__Passage shown__.
<<<<
Getting help with homework, receiving moral support from friends, connecting with old classmates who moved away—these are all good things that come from Facebook. But parents need to be aware that this social media form has some social drawbacks.
David Blackburn, PhD, Scott & White Clinical Psychologist with 20 years’ experience in the treatment of child and adolescent mental health, says, “I think the connection with friends needs to be made face to face.”
Dr. Blackburn details how Facebook affects teens’ social development and offers guidelines for Facebook use.
“One of the disadvantages of Facebook is that it precludes teens from interacting personally. Because many teens communicate primarily by texting rather than by speaking in person, teens today don’t learn how to react to traditional social cues,” says Dr. Blackburn.
“For example, they may post things on Facebook that are hurtful, but they don’t see the people’s physical responses. As a result, developmentally, teens incur a lot of social deficit. They miss facial expressions—the smile, the frown, the approval or the disapproval of what they’re communicating. They don’t see that they’re offensive. That doesn’t convey because their conversation has all been text,” says Dr. Blackburn.
“If a person has big ears, or is short or fat, or just different, there’s going to be teasing. If a child is very sensitive anyway, they might read much more into a negative comment than was meant. Or, on the other hand, the person who made the malicious comment might deny it and lie about it. With Facebook and the Internet, here’s the problem: There’s no opportunity to sit down and work it out,” says Dr. Blackburn. The damage is done and remains unresolved.
“Many teens today haven’t developed very healthy social skills. They interact primarily with a box. In a recent study in Archives of Pediatrics & Adolescent Medicine,” Dr Blackburn notes, “it was determined that extreme Internet use contributes to depression in otherwise healthy teens. These teenagers often went days or weeks without getting adequate sleep.”
Facebook sets the minimum age to establish an account at 13; however, Dr. Blackburn says some teens even older than that may not have the maturity level to manage a Facebook account: “Not every 13-year-old—or 16-year-old—is mature enough or responsible enough to handle Facebook. The parents must exhibit good judgment in allowing when their children have strong enough decision-making and coping skills to manage a Facebook account,” Dr. Blackburn advises.
To illustrate, “This past summer, Facebook received negative publicity due to ‘a death list’ being posted. In California, one individual kidnapped and tortured his girlfriend after becoming jealous over a conversation she was having with another man via Facebook.”
Areas that require maturity include what to post, comment or share and when to delete, block or report a Facebook “friend.”
>>>>
__Information shown__.
<<<<
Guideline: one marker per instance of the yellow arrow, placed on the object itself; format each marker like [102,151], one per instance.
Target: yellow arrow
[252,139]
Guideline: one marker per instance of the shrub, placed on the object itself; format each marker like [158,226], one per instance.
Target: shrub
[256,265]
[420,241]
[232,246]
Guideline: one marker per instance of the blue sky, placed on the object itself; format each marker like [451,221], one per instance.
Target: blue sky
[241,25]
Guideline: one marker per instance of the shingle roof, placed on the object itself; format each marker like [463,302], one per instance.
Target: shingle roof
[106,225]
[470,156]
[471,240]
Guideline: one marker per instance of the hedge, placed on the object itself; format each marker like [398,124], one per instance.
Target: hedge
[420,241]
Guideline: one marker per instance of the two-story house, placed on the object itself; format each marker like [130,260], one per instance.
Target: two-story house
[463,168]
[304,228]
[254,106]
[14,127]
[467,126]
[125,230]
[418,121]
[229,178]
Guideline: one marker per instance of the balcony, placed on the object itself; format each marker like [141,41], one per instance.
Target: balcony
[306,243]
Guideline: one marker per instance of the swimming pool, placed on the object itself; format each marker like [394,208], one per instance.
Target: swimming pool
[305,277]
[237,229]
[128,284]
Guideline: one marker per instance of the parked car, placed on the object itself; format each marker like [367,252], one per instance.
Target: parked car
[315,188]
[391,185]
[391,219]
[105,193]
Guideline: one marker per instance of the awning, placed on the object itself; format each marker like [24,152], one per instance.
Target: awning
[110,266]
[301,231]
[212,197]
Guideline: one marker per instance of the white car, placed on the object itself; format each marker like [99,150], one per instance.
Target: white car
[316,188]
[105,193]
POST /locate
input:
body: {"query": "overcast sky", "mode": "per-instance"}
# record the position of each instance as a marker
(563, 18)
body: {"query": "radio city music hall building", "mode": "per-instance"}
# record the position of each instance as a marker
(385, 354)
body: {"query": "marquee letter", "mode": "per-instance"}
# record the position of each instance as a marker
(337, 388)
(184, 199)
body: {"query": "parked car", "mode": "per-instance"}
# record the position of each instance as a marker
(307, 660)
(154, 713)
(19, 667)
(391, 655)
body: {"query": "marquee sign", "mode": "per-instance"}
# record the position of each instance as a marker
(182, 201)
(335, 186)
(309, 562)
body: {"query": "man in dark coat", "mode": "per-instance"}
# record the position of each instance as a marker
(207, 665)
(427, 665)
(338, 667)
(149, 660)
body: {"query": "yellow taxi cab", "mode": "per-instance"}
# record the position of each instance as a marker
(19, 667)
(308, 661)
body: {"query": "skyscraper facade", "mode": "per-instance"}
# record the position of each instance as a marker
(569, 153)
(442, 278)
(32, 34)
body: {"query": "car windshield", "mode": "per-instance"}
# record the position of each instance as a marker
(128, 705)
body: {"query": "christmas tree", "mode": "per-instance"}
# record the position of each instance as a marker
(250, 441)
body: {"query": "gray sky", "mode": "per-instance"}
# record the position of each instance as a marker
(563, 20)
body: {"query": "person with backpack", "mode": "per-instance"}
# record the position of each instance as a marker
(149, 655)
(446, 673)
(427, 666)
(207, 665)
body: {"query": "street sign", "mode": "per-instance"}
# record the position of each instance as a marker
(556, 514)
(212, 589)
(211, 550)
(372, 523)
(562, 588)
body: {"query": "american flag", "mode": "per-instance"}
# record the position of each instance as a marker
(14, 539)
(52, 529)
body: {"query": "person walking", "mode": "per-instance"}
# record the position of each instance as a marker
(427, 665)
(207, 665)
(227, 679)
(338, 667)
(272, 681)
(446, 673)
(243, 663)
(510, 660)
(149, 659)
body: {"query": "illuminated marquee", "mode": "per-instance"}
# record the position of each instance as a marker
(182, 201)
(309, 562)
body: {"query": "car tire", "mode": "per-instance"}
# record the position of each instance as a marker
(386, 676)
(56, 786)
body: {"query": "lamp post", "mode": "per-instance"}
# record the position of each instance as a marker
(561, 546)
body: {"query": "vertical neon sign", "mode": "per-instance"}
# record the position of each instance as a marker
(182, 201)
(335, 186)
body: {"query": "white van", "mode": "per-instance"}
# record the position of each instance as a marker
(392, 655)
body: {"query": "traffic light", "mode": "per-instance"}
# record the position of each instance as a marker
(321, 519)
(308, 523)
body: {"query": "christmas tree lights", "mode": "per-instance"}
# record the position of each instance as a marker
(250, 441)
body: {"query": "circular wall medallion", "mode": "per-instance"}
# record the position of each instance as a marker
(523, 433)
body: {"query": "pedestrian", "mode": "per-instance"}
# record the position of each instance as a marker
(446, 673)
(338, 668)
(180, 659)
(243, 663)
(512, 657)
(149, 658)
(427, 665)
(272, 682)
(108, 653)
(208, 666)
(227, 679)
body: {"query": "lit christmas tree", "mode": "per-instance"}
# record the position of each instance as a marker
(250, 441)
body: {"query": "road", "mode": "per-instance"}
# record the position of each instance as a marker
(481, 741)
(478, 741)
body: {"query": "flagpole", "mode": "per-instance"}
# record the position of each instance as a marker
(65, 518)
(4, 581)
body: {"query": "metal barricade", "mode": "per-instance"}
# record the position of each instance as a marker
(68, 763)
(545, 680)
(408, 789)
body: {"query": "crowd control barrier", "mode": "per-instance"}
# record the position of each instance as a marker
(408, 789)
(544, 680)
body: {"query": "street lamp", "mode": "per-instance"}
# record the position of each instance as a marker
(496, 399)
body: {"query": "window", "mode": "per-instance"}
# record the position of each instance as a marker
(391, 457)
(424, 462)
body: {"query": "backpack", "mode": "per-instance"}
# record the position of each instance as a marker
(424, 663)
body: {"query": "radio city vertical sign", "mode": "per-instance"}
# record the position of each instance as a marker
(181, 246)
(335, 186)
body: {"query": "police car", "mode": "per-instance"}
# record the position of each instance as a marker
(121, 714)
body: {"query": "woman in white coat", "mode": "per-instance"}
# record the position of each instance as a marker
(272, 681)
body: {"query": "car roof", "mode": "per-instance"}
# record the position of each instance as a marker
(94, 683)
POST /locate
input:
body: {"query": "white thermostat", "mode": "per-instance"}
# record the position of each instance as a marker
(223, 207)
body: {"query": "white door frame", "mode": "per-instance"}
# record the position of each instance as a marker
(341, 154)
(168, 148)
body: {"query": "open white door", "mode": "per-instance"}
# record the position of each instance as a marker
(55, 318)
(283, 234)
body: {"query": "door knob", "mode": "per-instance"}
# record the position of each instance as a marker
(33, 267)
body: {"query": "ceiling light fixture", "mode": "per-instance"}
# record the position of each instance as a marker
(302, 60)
>>>>
__What this task involves__.
In the piece on teens and Facebook, write out the part from "Facebook sets the" to "Dr. Blackburn advises." word for word.

__Exercise solution__.
Facebook sets the minimum age to establish an account at 13; however, Dr. Blackburn says some teens even older than that may not have the maturity level to manage a Facebook account: “Not every 13-year-old—or 16-year-old—is mature enough or responsible enough to handle Facebook. The parents must exhibit good judgment in allowing when their children have strong enough decision-making and coping skills to manage a Facebook account,” Dr. Blackburn advises.